[Data provided Boundary: Start]

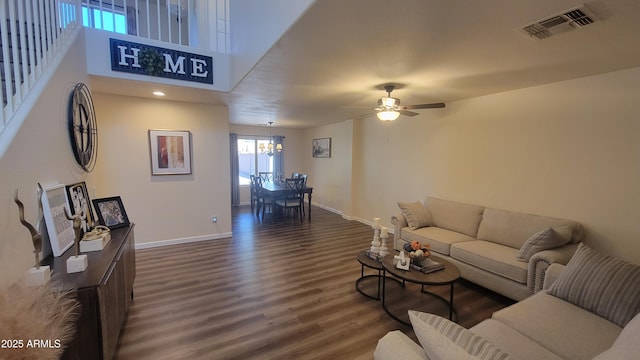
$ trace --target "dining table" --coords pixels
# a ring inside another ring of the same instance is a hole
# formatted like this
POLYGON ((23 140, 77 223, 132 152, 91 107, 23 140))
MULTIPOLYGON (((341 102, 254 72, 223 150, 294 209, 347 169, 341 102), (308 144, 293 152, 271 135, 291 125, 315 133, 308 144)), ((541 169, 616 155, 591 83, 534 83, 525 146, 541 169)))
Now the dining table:
MULTIPOLYGON (((277 199, 278 197, 282 197, 284 193, 289 191, 289 189, 287 188, 287 184, 284 181, 264 181, 262 182, 262 190, 270 193, 274 199, 277 199)), ((309 220, 311 220, 311 194, 312 193, 313 193, 313 187, 305 186, 302 188, 302 196, 305 196, 305 195, 307 196, 307 201, 309 204, 308 206, 309 211, 307 211, 307 217, 309 220)), ((303 199, 303 203, 304 203, 304 199, 303 199)))

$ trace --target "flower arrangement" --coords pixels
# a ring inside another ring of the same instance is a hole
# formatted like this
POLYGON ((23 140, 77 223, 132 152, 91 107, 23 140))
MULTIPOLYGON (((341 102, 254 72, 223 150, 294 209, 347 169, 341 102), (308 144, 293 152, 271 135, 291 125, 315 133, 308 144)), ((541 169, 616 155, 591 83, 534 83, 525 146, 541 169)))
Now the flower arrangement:
POLYGON ((411 262, 420 264, 422 261, 431 255, 429 251, 429 244, 420 244, 419 241, 412 241, 404 244, 404 250, 409 253, 411 262))

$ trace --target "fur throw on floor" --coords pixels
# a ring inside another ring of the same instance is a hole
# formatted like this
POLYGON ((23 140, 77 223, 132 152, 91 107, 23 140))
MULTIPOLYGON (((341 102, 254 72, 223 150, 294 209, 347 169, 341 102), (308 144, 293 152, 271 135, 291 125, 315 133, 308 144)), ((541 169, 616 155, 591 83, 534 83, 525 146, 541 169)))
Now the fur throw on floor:
POLYGON ((51 282, 0 290, 0 359, 59 359, 73 338, 79 309, 73 291, 51 282))

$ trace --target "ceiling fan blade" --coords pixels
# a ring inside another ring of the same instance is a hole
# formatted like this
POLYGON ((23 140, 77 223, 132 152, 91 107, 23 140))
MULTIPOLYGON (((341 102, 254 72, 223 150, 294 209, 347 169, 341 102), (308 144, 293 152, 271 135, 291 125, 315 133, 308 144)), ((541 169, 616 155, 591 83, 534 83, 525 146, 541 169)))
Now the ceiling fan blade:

[Data provided Boundary: End]

[Work instructions] All lines in the preceding records that hold the word "coords" need to be copied.

[Answer box]
$ trace --target "dining table" --coords pixels
$ trace --target "flower arrangement" --coords pixels
$ trace --target "fur throw on floor" --coords pixels
$ trace --target "ceiling fan blade" --coords pixels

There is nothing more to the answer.